*** Extracted information Section Begins ***

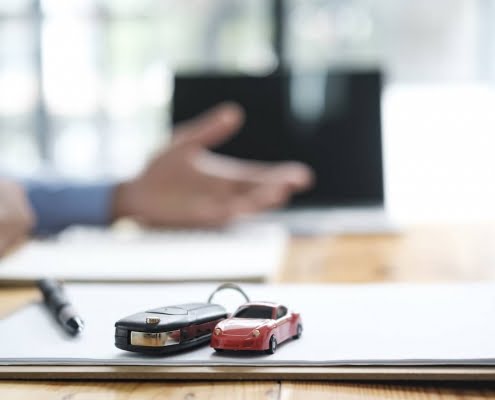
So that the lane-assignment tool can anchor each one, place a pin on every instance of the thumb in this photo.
(211, 128)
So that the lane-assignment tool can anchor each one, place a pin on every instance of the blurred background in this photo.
(86, 86)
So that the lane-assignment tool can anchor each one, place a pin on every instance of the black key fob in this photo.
(168, 329)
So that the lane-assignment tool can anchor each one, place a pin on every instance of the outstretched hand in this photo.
(186, 185)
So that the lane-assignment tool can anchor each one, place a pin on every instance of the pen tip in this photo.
(76, 325)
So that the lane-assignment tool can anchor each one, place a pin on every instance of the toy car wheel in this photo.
(272, 346)
(298, 332)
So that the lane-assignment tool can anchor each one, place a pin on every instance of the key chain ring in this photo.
(228, 285)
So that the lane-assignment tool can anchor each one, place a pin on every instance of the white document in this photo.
(343, 325)
(244, 251)
(333, 220)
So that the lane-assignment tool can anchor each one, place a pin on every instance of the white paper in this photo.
(343, 324)
(240, 252)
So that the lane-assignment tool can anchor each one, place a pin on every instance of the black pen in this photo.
(60, 306)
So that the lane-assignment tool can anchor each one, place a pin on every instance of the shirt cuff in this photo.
(58, 206)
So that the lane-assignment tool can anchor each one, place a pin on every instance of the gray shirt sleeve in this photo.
(59, 205)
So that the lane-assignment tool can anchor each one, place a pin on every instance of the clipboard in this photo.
(372, 332)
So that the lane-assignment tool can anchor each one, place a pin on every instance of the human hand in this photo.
(186, 185)
(16, 216)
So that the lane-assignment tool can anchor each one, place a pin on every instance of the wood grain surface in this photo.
(422, 254)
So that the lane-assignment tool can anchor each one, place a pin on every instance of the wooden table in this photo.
(423, 254)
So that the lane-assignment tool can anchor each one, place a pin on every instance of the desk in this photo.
(423, 254)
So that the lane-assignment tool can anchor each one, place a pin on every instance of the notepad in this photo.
(242, 251)
(379, 325)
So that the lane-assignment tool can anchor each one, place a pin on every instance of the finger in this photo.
(244, 174)
(211, 128)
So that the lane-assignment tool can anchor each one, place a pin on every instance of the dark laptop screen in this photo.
(330, 121)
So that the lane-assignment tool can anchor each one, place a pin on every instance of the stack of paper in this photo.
(240, 252)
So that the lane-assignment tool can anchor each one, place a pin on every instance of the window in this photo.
(255, 312)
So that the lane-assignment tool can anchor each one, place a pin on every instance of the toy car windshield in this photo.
(254, 312)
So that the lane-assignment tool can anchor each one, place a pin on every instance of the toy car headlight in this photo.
(255, 333)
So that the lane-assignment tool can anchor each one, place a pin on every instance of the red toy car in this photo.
(258, 326)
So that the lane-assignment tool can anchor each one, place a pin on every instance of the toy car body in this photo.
(259, 326)
(168, 329)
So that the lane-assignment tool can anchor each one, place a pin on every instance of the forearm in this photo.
(58, 205)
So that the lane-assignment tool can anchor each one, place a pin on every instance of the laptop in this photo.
(330, 120)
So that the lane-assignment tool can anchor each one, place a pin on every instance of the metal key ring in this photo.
(228, 285)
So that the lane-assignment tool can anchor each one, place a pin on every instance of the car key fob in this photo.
(168, 329)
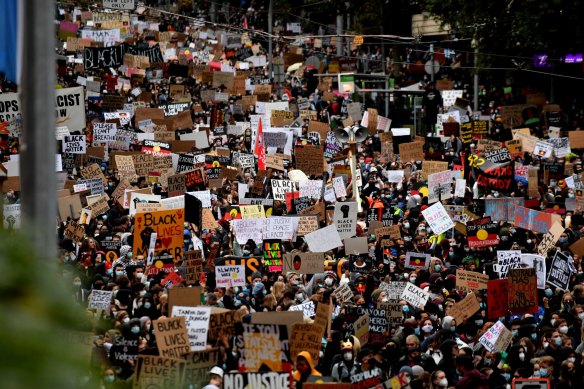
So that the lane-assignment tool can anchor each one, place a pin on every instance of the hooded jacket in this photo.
(306, 355)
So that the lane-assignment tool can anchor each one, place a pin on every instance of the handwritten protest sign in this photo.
(171, 337)
(415, 296)
(197, 322)
(228, 276)
(100, 300)
(470, 280)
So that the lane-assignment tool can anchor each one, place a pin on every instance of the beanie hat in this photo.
(407, 369)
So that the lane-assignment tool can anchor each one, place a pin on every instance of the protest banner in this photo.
(343, 294)
(257, 380)
(74, 144)
(498, 296)
(193, 264)
(417, 260)
(229, 276)
(415, 296)
(522, 290)
(507, 259)
(560, 271)
(323, 240)
(549, 239)
(262, 346)
(438, 218)
(154, 372)
(465, 308)
(100, 300)
(171, 337)
(481, 233)
(361, 329)
(304, 263)
(169, 227)
(471, 281)
(496, 338)
(70, 108)
(188, 297)
(197, 324)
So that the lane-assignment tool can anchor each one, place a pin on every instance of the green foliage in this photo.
(38, 317)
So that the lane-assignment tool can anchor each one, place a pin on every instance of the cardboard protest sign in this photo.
(262, 346)
(465, 308)
(70, 108)
(496, 338)
(257, 380)
(345, 219)
(157, 372)
(197, 323)
(482, 232)
(414, 295)
(507, 259)
(438, 218)
(169, 226)
(100, 300)
(522, 291)
(361, 328)
(187, 297)
(272, 250)
(417, 260)
(193, 264)
(323, 240)
(74, 144)
(560, 271)
(171, 337)
(228, 276)
(343, 294)
(498, 297)
(304, 263)
(470, 280)
(549, 239)
(412, 151)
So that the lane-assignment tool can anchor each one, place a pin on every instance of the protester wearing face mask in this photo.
(345, 368)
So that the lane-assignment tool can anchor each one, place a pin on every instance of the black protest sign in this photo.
(123, 350)
(377, 324)
(257, 380)
(193, 210)
(560, 271)
(496, 176)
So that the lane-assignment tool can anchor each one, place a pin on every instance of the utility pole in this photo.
(37, 163)
(339, 32)
(476, 75)
(271, 39)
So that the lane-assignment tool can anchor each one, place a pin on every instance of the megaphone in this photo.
(343, 134)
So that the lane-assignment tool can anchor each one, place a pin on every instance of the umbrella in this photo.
(294, 67)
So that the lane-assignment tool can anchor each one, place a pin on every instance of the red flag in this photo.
(260, 149)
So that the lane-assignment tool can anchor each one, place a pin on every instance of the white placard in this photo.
(323, 240)
(197, 319)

*** Extracted information Section Ends ***

• **Task description**
The pictures stay out; copy the rest of the data word for word.

• **Result below**
So that the lane-assignment tool can anchor each one, place a pin on every instance of the thumb in this photo.
(211, 128)
So that the lane-assignment tool can anchor each one, place a pin on every instance of the blurred background in this photo.
(86, 86)
So that the lane-assignment tool can anchor each one, place a pin on every instance of the black key fob in this photo.
(168, 329)
So that the lane-assignment tool can anchor each one, place a pin on every instance of the outstretched hand in this photo.
(186, 185)
So that the lane-assignment tool can anchor each one, place a pin on every instance of the pen tip in this photo.
(76, 325)
So that the lane-assignment tool can anchor each one, place a pin on every instance of the toy car wheel in this photo.
(272, 346)
(298, 332)
So that the lane-assignment tool can anchor each one, place a pin on every instance of the key chain ring in this photo.
(228, 285)
So that the lane-assignment tool can anchor each one, place a pin on every instance of the white document in this photo.
(343, 325)
(244, 251)
(333, 220)
So that the lane-assignment tool can anchor each one, place a pin on every instance of the white paper in this photo.
(343, 324)
(240, 252)
So that the lane-assignment tool can anchor each one, place a pin on every instance of the black pen in this photo.
(60, 306)
So that the lane-assignment tool can anchor each one, place a pin on every instance of the shirt cuff in this photo.
(58, 206)
So that the lane-assignment tool can anchor each one, place a pin on every instance of the gray shirt sleeve in this photo.
(59, 205)
So that the lane-assignment tool can anchor each one, place a pin on every instance of the clipboard in this photo.
(372, 332)
So that the lane-assignment tool can anchor each one, place a pin on every instance of the human hand in this photo.
(186, 185)
(16, 216)
So that the lane-assignment tool can anchor each one, place a pin on every instance of the wood grain surface in this photo.
(422, 254)
So that the lane-assignment tool can anchor each one, place a pin on every instance of the wooden table in this photo.
(423, 254)
So that the lane-assignment tool can anchor each one, place a pin on every instance of the desk in this photo.
(423, 254)
So that the lane-assignment tool can anchor each one, place a pin on every instance of the notepad in this photo.
(242, 251)
(379, 325)
So that the lane-assignment tool can anchor each one, place a pin on every instance of the finger in this photo.
(244, 174)
(211, 128)
So that the lane-assignment tool can anchor each one, place a pin on every instance of the dark laptop screen in this photo.
(330, 121)
So that the lane-assignment tool can anchor each one, place a pin on every instance of the stack of paper in this photo.
(240, 252)
So that the lane-assignment tool can anchor each one, place a pin on every instance of the window in this photo.
(255, 312)
So that the lane-assignment tool can anchor each one, place a pin on every instance of the toy car windshield in this photo.
(254, 312)
So that the lane-assignment tool can anchor each one, place a pin on every instance of the toy car headlight in this photo.
(255, 333)
So that the lane-assignment tool can anchor each one, place a pin on every instance of the red toy car in this photo.
(258, 326)
So that the lane-assignment tool can anchor each one, place a pin on every instance of the toy car body in this photo.
(259, 326)
(168, 329)
So that the lane-assignment tool can anchor each one, place a pin on every instance of the forearm in this photo.
(58, 205)
So that the lane-assignment tool can anchor each one, place a pin on every instance of the laptop in this photo.
(330, 120)
So that the lane-assignment tool can anchor each one, place a pin on every instance of the metal key ring in this photo.
(228, 285)
So that the lane-assignment tool can anchor each one, place a pin on every instance of the car key fob in this photo.
(168, 329)
So that the lane-assignment tool can anchor each one, place a pin on every instance of the hooded jacket in this photo.
(306, 355)
So that the lane-assignment tool can anchor each one, place a pin on every instance of the handwritten protest sign in this photo.
(171, 337)
(415, 296)
(197, 322)
(228, 276)
(100, 300)
(470, 280)
So that the lane-assignment tool can anchor each one, place a pin on every instance of the beanie hat in this photo.
(407, 369)
So that the lane-assignment tool can anchor each one, place a pin on every instance of the protest banner in this photo.
(343, 294)
(257, 380)
(74, 144)
(498, 296)
(193, 264)
(417, 260)
(229, 276)
(415, 296)
(522, 290)
(507, 259)
(560, 271)
(323, 240)
(549, 239)
(262, 346)
(438, 218)
(154, 372)
(465, 308)
(100, 300)
(171, 337)
(481, 233)
(361, 329)
(304, 263)
(169, 227)
(471, 281)
(496, 338)
(70, 108)
(188, 297)
(197, 324)
So that the lane-assignment tool can anchor each one, place a pin on every instance of the green foliage in this photo.
(38, 317)
So that the lane-assignment tool can anchor each one, place a pin on every instance of the cardboard protest sign in this photo.
(262, 346)
(465, 308)
(70, 108)
(496, 338)
(257, 380)
(345, 219)
(157, 372)
(197, 323)
(482, 232)
(414, 295)
(507, 259)
(438, 218)
(169, 226)
(100, 300)
(522, 291)
(361, 328)
(187, 297)
(272, 250)
(417, 260)
(193, 264)
(323, 240)
(74, 144)
(560, 271)
(171, 337)
(228, 276)
(343, 294)
(498, 297)
(304, 263)
(470, 280)
(549, 239)
(412, 151)
So that the lane-assignment tool can anchor each one, place a pin on every instance of the protester wearing face mask in this photo.
(345, 368)
So that the lane-assignment tool can anchor each one, place a pin on every instance of the black protest sign in this photo.
(123, 350)
(377, 324)
(257, 380)
(193, 210)
(560, 271)
(496, 176)
So that the lane-assignment tool can anchor each one, place a pin on every instance of the utility pole in this photo.
(37, 163)
(339, 32)
(476, 75)
(271, 39)
So that the lane-assignment tool can anchor each one, place a pin on every instance of the megaphone in this photo.
(343, 134)
So that the lane-assignment tool can anchor each one, place a pin on every instance of the umbrella in this photo.
(294, 67)
So that the lane-assignment tool can anchor each one, place a pin on every instance of the red flag in this photo.
(260, 149)
So that the lane-assignment tool can anchor each one, place a pin on every instance of the white placard in this photo.
(323, 240)
(197, 319)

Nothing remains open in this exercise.